(Bounding box annotation entries)
■ ■ ■ ■ ■ ■ ■
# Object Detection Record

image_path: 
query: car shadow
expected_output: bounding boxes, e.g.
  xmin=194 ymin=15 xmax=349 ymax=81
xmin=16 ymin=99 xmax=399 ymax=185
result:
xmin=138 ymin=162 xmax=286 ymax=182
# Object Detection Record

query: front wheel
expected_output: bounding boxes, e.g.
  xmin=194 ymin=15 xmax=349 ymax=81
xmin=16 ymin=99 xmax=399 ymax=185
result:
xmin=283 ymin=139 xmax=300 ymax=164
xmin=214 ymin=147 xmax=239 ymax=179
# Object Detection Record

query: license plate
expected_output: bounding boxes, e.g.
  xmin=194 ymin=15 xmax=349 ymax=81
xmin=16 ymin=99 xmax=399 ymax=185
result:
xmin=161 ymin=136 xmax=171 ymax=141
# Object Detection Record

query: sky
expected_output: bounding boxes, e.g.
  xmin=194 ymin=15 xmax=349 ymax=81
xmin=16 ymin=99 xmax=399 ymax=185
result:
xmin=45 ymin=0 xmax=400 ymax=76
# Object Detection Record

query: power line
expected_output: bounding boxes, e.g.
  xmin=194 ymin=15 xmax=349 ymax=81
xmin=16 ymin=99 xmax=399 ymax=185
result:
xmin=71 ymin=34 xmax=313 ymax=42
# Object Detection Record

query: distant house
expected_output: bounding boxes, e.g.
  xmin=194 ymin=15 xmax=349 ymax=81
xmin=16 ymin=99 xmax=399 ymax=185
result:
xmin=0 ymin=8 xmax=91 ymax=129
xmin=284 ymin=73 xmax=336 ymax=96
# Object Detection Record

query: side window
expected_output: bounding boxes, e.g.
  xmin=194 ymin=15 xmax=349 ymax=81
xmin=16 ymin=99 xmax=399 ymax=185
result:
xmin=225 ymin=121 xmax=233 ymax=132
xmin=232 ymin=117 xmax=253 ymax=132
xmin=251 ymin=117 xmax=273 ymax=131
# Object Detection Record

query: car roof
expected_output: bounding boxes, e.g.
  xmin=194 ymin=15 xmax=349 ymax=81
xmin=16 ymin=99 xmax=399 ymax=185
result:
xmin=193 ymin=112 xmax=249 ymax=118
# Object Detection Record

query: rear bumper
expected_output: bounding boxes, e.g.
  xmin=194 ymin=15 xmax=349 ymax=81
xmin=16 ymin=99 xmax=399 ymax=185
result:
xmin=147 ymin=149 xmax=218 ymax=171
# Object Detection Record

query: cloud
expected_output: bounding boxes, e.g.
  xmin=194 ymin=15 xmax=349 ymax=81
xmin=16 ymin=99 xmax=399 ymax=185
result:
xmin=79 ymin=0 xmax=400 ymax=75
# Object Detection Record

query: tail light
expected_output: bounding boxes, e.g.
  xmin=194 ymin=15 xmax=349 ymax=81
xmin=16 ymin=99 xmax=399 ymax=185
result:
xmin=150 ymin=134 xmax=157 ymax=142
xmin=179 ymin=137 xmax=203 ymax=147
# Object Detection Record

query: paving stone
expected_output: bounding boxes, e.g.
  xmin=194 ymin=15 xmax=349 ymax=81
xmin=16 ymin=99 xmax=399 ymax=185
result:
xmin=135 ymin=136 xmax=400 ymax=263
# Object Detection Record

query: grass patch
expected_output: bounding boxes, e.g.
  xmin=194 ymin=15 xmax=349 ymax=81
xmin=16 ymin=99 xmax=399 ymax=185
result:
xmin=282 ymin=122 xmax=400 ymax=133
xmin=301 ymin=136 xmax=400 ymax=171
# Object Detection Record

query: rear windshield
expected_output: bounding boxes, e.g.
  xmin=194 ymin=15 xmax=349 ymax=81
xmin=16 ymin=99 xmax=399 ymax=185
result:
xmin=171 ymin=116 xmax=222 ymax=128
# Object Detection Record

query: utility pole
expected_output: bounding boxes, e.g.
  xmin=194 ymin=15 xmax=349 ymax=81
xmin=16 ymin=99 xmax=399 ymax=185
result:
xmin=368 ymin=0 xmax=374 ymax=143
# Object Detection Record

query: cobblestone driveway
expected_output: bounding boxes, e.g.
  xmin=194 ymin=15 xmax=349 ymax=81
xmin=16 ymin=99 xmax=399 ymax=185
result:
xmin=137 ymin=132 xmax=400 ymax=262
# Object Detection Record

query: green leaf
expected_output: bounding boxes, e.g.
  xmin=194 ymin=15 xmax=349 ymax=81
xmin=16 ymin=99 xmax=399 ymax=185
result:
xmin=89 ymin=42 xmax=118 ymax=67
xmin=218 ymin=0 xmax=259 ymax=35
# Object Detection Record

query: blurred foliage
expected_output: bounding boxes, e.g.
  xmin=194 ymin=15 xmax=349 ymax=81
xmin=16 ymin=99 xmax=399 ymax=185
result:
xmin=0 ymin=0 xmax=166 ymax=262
■ ■ ■ ■ ■ ■ ■
**PROBLEM STATEMENT:**
Reproduce the data above verbatim, from its first line through the line containing "xmin=251 ymin=117 xmax=273 ymax=131", inclusive.

**ANSWER TO THIS PROBLEM:**
# Object Detection Record

image_path: 
query: car shadow
expected_output: bounding boxes, e.g.
  xmin=194 ymin=15 xmax=349 ymax=81
xmin=16 ymin=99 xmax=399 ymax=185
result:
xmin=138 ymin=162 xmax=286 ymax=182
# Object Detection Record

query: front wheel
expected_output: bounding boxes, e.g.
  xmin=194 ymin=15 xmax=349 ymax=81
xmin=16 ymin=99 xmax=399 ymax=185
result:
xmin=283 ymin=139 xmax=300 ymax=164
xmin=214 ymin=147 xmax=239 ymax=179
# Object Detection Record

query: license plate
expected_output: bounding boxes, e.g.
  xmin=194 ymin=15 xmax=349 ymax=81
xmin=16 ymin=99 xmax=399 ymax=185
result:
xmin=161 ymin=136 xmax=171 ymax=141
# Object Detection Record

query: sky
expected_output: bounding boxes, e.g.
  xmin=194 ymin=15 xmax=349 ymax=81
xmin=16 ymin=99 xmax=399 ymax=185
result:
xmin=45 ymin=0 xmax=400 ymax=76
# Object Detection Record

query: power line
expected_output: bounding boxes, e.g.
  xmin=194 ymin=15 xmax=349 ymax=81
xmin=16 ymin=99 xmax=399 ymax=185
result:
xmin=71 ymin=34 xmax=313 ymax=42
# Object Detection Record

query: distant house
expected_output: bounding boxes, e.g.
  xmin=194 ymin=15 xmax=349 ymax=81
xmin=16 ymin=99 xmax=399 ymax=185
result:
xmin=0 ymin=8 xmax=91 ymax=129
xmin=284 ymin=73 xmax=336 ymax=96
# Object Detection Record

query: side window
expected_output: bounding boxes, e.g.
  xmin=194 ymin=15 xmax=349 ymax=81
xmin=16 ymin=99 xmax=399 ymax=185
result:
xmin=225 ymin=121 xmax=233 ymax=132
xmin=232 ymin=117 xmax=253 ymax=132
xmin=251 ymin=117 xmax=273 ymax=131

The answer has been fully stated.